[Collected data entries]
□ □ □ □ □

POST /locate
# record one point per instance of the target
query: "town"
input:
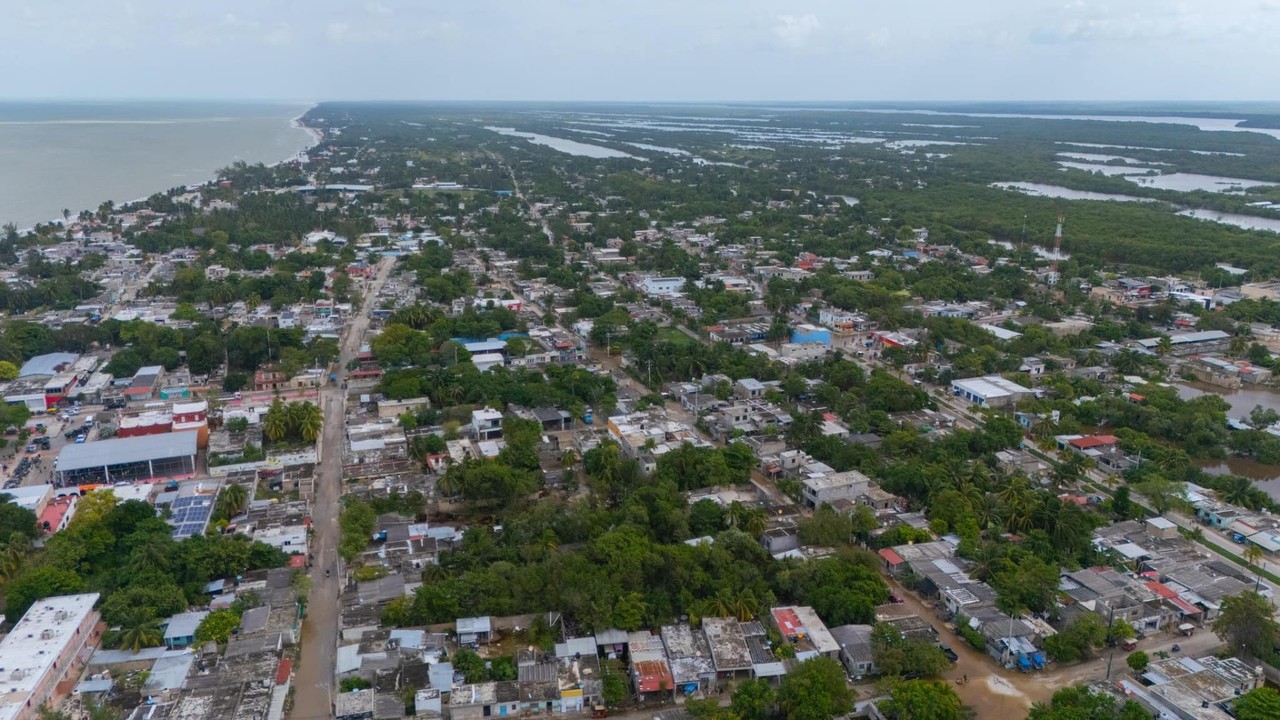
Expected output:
(442, 419)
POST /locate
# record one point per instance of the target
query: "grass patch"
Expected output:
(675, 336)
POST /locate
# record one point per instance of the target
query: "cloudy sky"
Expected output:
(684, 50)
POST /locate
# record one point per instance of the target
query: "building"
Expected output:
(170, 455)
(487, 423)
(44, 647)
(144, 383)
(855, 648)
(1191, 343)
(801, 627)
(833, 487)
(990, 391)
(192, 417)
(1192, 688)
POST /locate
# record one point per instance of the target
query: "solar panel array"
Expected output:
(190, 515)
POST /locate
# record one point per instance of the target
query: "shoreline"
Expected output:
(315, 136)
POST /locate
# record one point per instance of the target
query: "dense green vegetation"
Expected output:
(127, 552)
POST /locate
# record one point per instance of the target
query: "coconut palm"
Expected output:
(1237, 490)
(149, 556)
(275, 423)
(310, 422)
(12, 561)
(1127, 361)
(138, 629)
(232, 500)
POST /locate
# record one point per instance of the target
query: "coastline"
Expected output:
(316, 133)
(314, 137)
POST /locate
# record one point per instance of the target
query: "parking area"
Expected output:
(32, 463)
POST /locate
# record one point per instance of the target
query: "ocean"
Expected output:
(76, 155)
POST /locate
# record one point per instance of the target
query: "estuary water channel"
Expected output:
(1242, 401)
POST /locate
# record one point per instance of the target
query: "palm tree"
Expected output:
(1127, 361)
(275, 423)
(150, 556)
(1252, 555)
(310, 422)
(232, 500)
(12, 563)
(568, 460)
(1019, 505)
(1238, 345)
(138, 629)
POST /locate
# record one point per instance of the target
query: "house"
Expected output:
(835, 487)
(474, 630)
(730, 654)
(487, 423)
(181, 629)
(484, 700)
(662, 286)
(355, 705)
(690, 659)
(749, 388)
(649, 669)
(990, 391)
(45, 648)
(855, 648)
(1191, 343)
(801, 627)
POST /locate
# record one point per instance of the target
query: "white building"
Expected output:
(990, 391)
(44, 648)
(487, 423)
(836, 486)
(662, 286)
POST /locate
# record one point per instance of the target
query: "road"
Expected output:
(315, 674)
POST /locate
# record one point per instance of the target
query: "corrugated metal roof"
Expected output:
(119, 451)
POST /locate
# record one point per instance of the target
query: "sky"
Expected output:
(645, 50)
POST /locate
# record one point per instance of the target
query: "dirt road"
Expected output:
(315, 675)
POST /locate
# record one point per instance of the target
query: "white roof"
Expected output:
(990, 386)
(1000, 332)
(126, 450)
(28, 652)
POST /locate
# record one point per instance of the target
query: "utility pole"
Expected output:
(1111, 615)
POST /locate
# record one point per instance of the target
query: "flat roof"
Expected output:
(46, 364)
(119, 451)
(990, 386)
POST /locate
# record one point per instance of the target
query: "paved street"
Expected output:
(314, 680)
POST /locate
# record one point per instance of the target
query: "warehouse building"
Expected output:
(46, 646)
(169, 455)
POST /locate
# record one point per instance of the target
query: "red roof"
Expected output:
(1168, 593)
(787, 620)
(891, 557)
(653, 675)
(1093, 441)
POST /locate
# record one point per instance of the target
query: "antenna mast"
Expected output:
(1057, 244)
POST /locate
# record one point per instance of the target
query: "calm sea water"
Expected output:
(74, 155)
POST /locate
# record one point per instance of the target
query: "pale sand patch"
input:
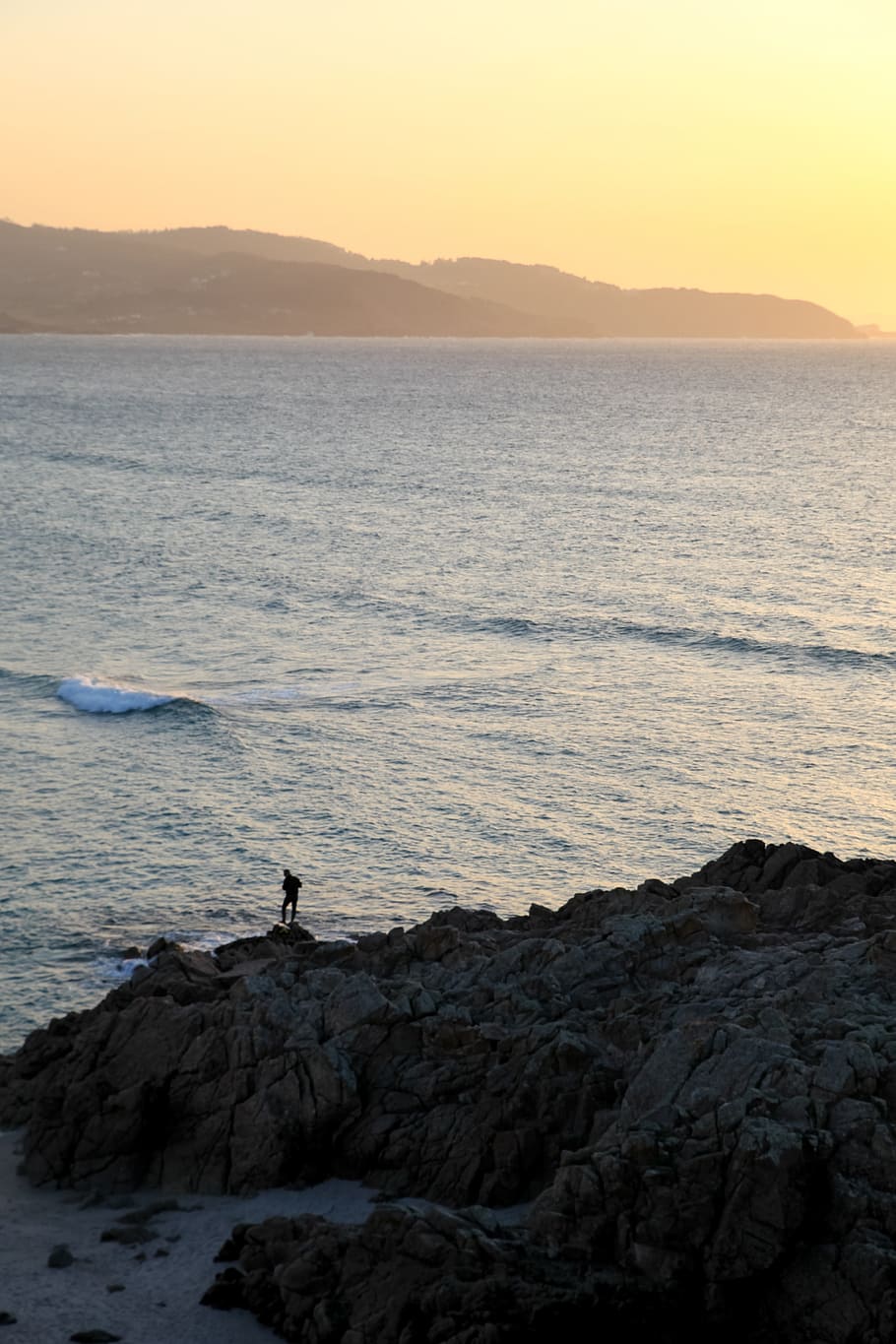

□ □ □ □ □

## [Work instruction]
Find the lines above that hold "water", then copy each of them.

## [Solution to this problem]
query: "estuary water channel"
query: "calm sea water"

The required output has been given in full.